Set tasks:
[a] Can you condense the paragraph of the tag-based donation text that begins "To explore the possibility" into a short bulleted list that keeps its main facts?
[b] Could you reproduce the part of the tag-based donation text that begins at the words "To explore the" and stops after the words "an altruistic population.", changing nothing?

Reading text:
* begin *

Suppose that player i and player j are, respectively, chosen as donor and recipient in a single round. Then, the player i may donate to the player j if i and j are close enough according to i's criterion. In the previous model (Riolo et al. 2001), i pays c to benefit j by b if l(w_i,w_j)≤μ_i, where μ_i is the tolerance level of i. Players with μ_i≥l_max always donate, whereas players with μ_i<0 never donate. These players do not resort to tags. Riolo et al. (2001) excluded unconditional defectors by setting μ_i≥0 and observed indirect reciprocity. However, we allow negative μ_i to investigate whether tag users can evolve in the presence of unconditional defectors (μ_i<0). Without additional mechanisms, unconditional defectors outperform unconditional cooperators and tag users; hence, there is no altruism (Roberts & Sherratt 2002).

To explore the possibility of tag-based indirect reciprocity, we introduce the probability q that the donor i detects μ_j, namely, the tolerance of the recipient j. We can tune the reputations of others' tolerances to be public with a large q or private with a small q (Nowak & Sigmund 1998a,b; Brandt & Sigmund 2004, 2005), whereas perfect social information (q=1) is assumed in other models (e.g. Ohtsuki & Iwasa 2004). If i knows that l(w_i,w_j)>μ_j, i is not motivated to be nice to j. Note that this is not because i does not expect cooperation back from j; i and j hardly interact more than once per generation. Rather, this is because i expects that j will not be nice to other players whose tags are close to w_i. If other players do the same, natural selection will eliminate μ_j, which may lead to an altruistic population.

* end *

Data:
* begin *

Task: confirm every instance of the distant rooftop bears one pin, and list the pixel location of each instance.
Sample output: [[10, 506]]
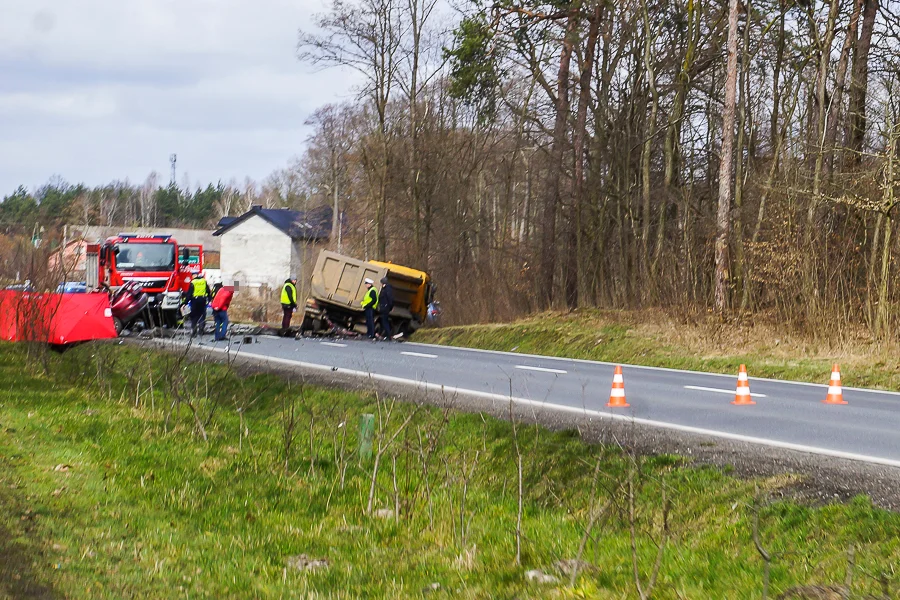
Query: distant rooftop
[[312, 224]]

* end *

Responses per task:
[a]
- The model adds a probability q that donor i detects μ_j, the tolerance of recipient j.
- A large q makes the reputations of others' tolerances public and a small q makes them private. Other models assume perfect social information (q=1).
- If i knows that l(w_i,w_j)>μ_j, i has no motive to be nice to j.
- This is not because i expects no cooperation back from j, since the two hardly interact more than once per generation. It is because i expects j not to be nice to other players whose tags are close to w_i.
- If other players do the same, natural selection will eliminate μ_j, which may lead to an altruistic population.

[b]
To explore the possibility of tag-based indirect reciprocity, we introduce the probability q that the donor i detects μ_j, namely, the tolerance of the recipient j. We can tune the reputations of others' tolerances to be public with a large q or private with a small q (Nowak & Sigmund 1998a,b; Brandt & Sigmund 2004, 2005), whereas perfect social information (q=1) is assumed in other models (e.g. Ohtsuki & Iwasa 2004). If i knows that l(w_i,w_j)>μ_j, i is not motivated to be nice to j. Note that this is not because i does not expect cooperation back from j; i and j hardly interact more than once per generation. Rather, this is because i expects that j will not be nice to other players whose tags are close to w_i. If other players do the same, natural selection will eliminate μ_j, which may lead to an altruistic population.